What to do: Reproduce all of the data that follows, character for character.

Stored items:
+---+
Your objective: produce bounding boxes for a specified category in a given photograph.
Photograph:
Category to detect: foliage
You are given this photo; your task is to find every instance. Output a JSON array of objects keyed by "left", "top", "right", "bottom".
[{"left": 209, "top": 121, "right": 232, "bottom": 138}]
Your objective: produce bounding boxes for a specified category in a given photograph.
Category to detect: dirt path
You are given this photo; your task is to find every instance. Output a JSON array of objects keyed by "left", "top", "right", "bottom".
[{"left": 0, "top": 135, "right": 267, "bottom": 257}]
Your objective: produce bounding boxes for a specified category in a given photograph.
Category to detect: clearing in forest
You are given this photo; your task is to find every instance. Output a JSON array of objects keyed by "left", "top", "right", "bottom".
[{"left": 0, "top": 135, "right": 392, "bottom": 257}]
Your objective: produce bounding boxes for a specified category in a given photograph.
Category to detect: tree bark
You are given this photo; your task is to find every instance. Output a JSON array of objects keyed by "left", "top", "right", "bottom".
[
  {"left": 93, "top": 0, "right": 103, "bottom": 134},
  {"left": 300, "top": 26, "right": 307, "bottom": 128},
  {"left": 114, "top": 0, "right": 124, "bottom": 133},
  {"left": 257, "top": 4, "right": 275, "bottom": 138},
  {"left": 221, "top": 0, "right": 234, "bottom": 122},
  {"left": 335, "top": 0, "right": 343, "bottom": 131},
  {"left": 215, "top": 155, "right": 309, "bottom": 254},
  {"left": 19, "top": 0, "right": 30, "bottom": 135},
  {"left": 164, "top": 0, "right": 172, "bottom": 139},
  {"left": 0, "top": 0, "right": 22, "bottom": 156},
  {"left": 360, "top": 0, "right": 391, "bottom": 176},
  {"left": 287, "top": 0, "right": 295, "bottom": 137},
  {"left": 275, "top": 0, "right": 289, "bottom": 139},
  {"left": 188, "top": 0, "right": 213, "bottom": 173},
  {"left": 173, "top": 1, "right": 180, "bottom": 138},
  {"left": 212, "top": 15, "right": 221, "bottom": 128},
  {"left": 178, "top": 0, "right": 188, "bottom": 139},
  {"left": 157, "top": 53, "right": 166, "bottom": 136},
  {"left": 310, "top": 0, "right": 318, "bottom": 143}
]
+---+
Exercise output:
Your objective: produce bounding boxes for a specified category in a given photograph.
Photograph:
Category to detect: foliage
You are given this photo; your task is to find every instance. Output a JSON array of objects keyed by "left", "top", "right", "bottom".
[{"left": 209, "top": 121, "right": 232, "bottom": 138}]
Your objective: produce bounding boxes for a specified category in a given photograph.
Category to detect: dirt path
You are given this photo; your task is to find every instance. Output a JSON array of objects keyed by "left", "top", "right", "bottom".
[{"left": 0, "top": 135, "right": 267, "bottom": 257}]
Your objective: produce bounding boxes for a specified category in a given photograph.
Category to detect: clearing in forest
You are given this photo; your task is to find every instance. Output a JSON array of objects keyed by "left", "top", "right", "bottom".
[{"left": 0, "top": 135, "right": 392, "bottom": 257}]
Your objective: produce bounding boxes for a specified category in a given photograph.
Category to detect: tree bark
You are given this photo; your task is to find every instance. Output a JSON array of objects keyed by "left", "top", "right", "bottom".
[
  {"left": 93, "top": 0, "right": 103, "bottom": 134},
  {"left": 300, "top": 26, "right": 307, "bottom": 128},
  {"left": 114, "top": 0, "right": 124, "bottom": 133},
  {"left": 257, "top": 4, "right": 275, "bottom": 138},
  {"left": 221, "top": 0, "right": 234, "bottom": 122},
  {"left": 335, "top": 0, "right": 343, "bottom": 131},
  {"left": 215, "top": 155, "right": 309, "bottom": 254},
  {"left": 19, "top": 0, "right": 30, "bottom": 135},
  {"left": 164, "top": 0, "right": 172, "bottom": 139},
  {"left": 0, "top": 0, "right": 22, "bottom": 156},
  {"left": 360, "top": 0, "right": 391, "bottom": 176},
  {"left": 287, "top": 0, "right": 295, "bottom": 137},
  {"left": 275, "top": 0, "right": 289, "bottom": 139},
  {"left": 188, "top": 0, "right": 213, "bottom": 173},
  {"left": 173, "top": 1, "right": 180, "bottom": 138},
  {"left": 212, "top": 15, "right": 221, "bottom": 128},
  {"left": 178, "top": 0, "right": 188, "bottom": 139},
  {"left": 157, "top": 53, "right": 166, "bottom": 136},
  {"left": 310, "top": 0, "right": 318, "bottom": 143}
]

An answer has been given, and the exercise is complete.